*Work required:*
Quote the listing below in full and exactly as written, but omit every picture.
══ Data listing
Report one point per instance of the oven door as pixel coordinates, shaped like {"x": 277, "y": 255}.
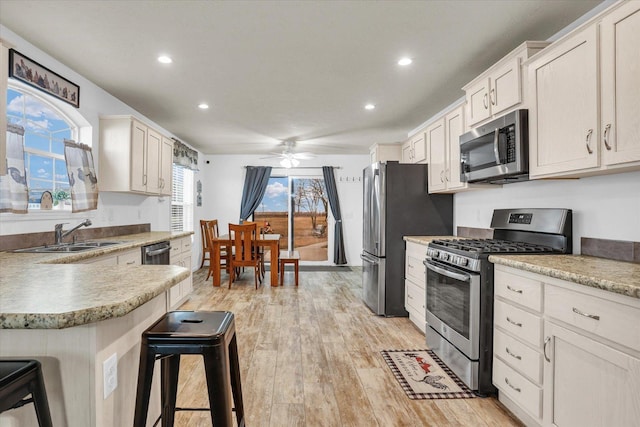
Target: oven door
{"x": 453, "y": 305}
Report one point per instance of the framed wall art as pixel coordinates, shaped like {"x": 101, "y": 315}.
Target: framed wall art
{"x": 30, "y": 72}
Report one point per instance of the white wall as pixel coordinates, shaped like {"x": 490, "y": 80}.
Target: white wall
{"x": 605, "y": 207}
{"x": 223, "y": 179}
{"x": 113, "y": 208}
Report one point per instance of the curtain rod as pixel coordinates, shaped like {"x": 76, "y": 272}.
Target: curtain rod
{"x": 300, "y": 167}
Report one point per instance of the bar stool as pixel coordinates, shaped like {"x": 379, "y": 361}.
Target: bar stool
{"x": 289, "y": 257}
{"x": 209, "y": 333}
{"x": 20, "y": 378}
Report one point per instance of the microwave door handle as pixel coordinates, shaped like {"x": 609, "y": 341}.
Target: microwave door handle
{"x": 448, "y": 273}
{"x": 496, "y": 146}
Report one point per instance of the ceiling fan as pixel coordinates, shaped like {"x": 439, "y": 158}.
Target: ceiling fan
{"x": 288, "y": 157}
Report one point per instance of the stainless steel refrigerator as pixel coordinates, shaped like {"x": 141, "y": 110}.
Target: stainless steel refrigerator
{"x": 396, "y": 204}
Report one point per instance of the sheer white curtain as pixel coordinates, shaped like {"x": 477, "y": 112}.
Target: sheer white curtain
{"x": 14, "y": 196}
{"x": 82, "y": 176}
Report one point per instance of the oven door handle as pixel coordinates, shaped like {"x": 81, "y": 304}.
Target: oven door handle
{"x": 448, "y": 273}
{"x": 158, "y": 251}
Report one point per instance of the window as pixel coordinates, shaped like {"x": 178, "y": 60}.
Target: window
{"x": 182, "y": 199}
{"x": 45, "y": 131}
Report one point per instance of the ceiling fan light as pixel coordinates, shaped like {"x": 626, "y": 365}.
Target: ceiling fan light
{"x": 285, "y": 163}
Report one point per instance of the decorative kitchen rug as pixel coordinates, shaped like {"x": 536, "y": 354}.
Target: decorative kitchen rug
{"x": 422, "y": 375}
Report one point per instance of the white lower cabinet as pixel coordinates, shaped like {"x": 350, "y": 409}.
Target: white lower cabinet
{"x": 565, "y": 355}
{"x": 414, "y": 284}
{"x": 180, "y": 255}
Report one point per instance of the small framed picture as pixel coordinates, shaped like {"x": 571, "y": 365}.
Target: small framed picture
{"x": 30, "y": 72}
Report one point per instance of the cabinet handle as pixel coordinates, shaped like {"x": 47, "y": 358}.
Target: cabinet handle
{"x": 547, "y": 340}
{"x": 518, "y": 291}
{"x": 511, "y": 385}
{"x": 518, "y": 324}
{"x": 607, "y": 128}
{"x": 515, "y": 356}
{"x": 587, "y": 141}
{"x": 590, "y": 316}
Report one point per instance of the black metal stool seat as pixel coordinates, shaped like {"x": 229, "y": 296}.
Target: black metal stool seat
{"x": 19, "y": 379}
{"x": 209, "y": 333}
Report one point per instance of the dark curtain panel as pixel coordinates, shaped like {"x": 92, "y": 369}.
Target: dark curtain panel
{"x": 339, "y": 257}
{"x": 255, "y": 184}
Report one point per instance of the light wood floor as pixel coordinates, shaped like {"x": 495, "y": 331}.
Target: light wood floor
{"x": 311, "y": 357}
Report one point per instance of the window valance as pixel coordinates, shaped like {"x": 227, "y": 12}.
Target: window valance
{"x": 184, "y": 156}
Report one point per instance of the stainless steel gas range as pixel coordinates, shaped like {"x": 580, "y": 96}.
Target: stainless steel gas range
{"x": 459, "y": 286}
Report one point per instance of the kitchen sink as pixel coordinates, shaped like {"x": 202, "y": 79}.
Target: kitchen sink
{"x": 68, "y": 247}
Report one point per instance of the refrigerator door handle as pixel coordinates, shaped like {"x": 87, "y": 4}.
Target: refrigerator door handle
════
*Response box:*
Report one point per instance of the oven door as pixel coordinates, shaped like {"x": 277, "y": 255}.
Target: oven door
{"x": 453, "y": 305}
Report one point per instance of the framed wall art as pixel coordinates, shaped like {"x": 101, "y": 315}.
Target: framed wall art
{"x": 30, "y": 72}
Report one point per instance of the white wall as pixel coordinates, shaped like {"x": 490, "y": 80}.
Target: white wall
{"x": 605, "y": 207}
{"x": 223, "y": 179}
{"x": 113, "y": 208}
Report one point per instance of the curtain rod as pixel coordinates, shaped like {"x": 76, "y": 272}.
Target: curtain rod
{"x": 300, "y": 167}
Report one point per instance of the bar stool as pixel coordinates, shaped like {"x": 379, "y": 361}.
Target: bar stool
{"x": 289, "y": 257}
{"x": 209, "y": 333}
{"x": 20, "y": 378}
Report one point per instance of the microwave door handle as pixel coordinates, shaped like {"x": 609, "y": 341}.
Target: microwave door handle
{"x": 448, "y": 273}
{"x": 496, "y": 146}
Report one point per instance of the ceiling fan as pixel coordinates, shaped like {"x": 439, "y": 158}.
Target: ceiling fan
{"x": 288, "y": 157}
Report one point per instance of the stainless steel refrigerator as pixel coordinates, shaped like {"x": 141, "y": 110}.
Target: stainless steel refrigerator
{"x": 396, "y": 204}
Report one point per instance of the sheer white curtain as pixel coordinates, shaped like {"x": 477, "y": 112}.
Target: sheer white curtain
{"x": 14, "y": 196}
{"x": 82, "y": 176}
Report one point per instance of the oven door handle as pixel coordinates, shaped like {"x": 81, "y": 304}.
Target: oven door handle
{"x": 448, "y": 273}
{"x": 158, "y": 251}
Report one point per instance of the window as pixel coordinates, shaped like {"x": 178, "y": 60}.
Target: window
{"x": 182, "y": 199}
{"x": 45, "y": 131}
Report one point per instance of the ceiling fan light as pixel coordinates, shaped like {"x": 626, "y": 365}.
Target: ceiling fan light
{"x": 285, "y": 163}
Report one point per instance of the decorative kitchen rug as pixel coordinates, shaped like {"x": 536, "y": 354}.
Target: decorative kitchen rug
{"x": 422, "y": 375}
Report one point per instance of the white lower cabinet as pixel coordinates, shaped like {"x": 350, "y": 409}.
Target: white lower cabinet
{"x": 565, "y": 355}
{"x": 414, "y": 284}
{"x": 180, "y": 255}
Report one point per instance of the small framed picture as pixel coordinates, shaped like {"x": 571, "y": 365}.
Target: small framed picture
{"x": 30, "y": 72}
Report one point per instance of the cabinet handle as pixel coordinates, shaped like {"x": 47, "y": 358}.
Target: cabinet handle
{"x": 547, "y": 340}
{"x": 518, "y": 291}
{"x": 511, "y": 385}
{"x": 518, "y": 324}
{"x": 607, "y": 128}
{"x": 515, "y": 356}
{"x": 587, "y": 141}
{"x": 590, "y": 316}
Report one point per instance of the black metal stool seat as pixel coordinates, shaped like {"x": 229, "y": 296}.
Target: black metal stool seat
{"x": 19, "y": 379}
{"x": 209, "y": 333}
Report one point per instance of the dark curtain panel as pixel coordinates, shaped like {"x": 92, "y": 369}.
Target: dark curtain panel
{"x": 339, "y": 257}
{"x": 255, "y": 184}
Report one point per instance of the light wood floor as pixel coordinates, shaped like {"x": 495, "y": 331}.
Target: light wood floor
{"x": 311, "y": 357}
Report one point per instance of the window valance as pixel coordinates, shaped like {"x": 227, "y": 12}.
Target: window valance
{"x": 184, "y": 156}
Report one point per instance of the stainless steel gas range as pixel coordinates, shaped like {"x": 580, "y": 96}.
Target: stainless steel gas range
{"x": 459, "y": 286}
Report one point per instance of the kitchen sink as pixel coordinates, shaped like {"x": 202, "y": 79}.
Target: kitchen sink
{"x": 68, "y": 247}
Report one point per instance of the refrigerator door handle as pixel coordinates, shaped like {"x": 87, "y": 4}.
Target: refrigerator door handle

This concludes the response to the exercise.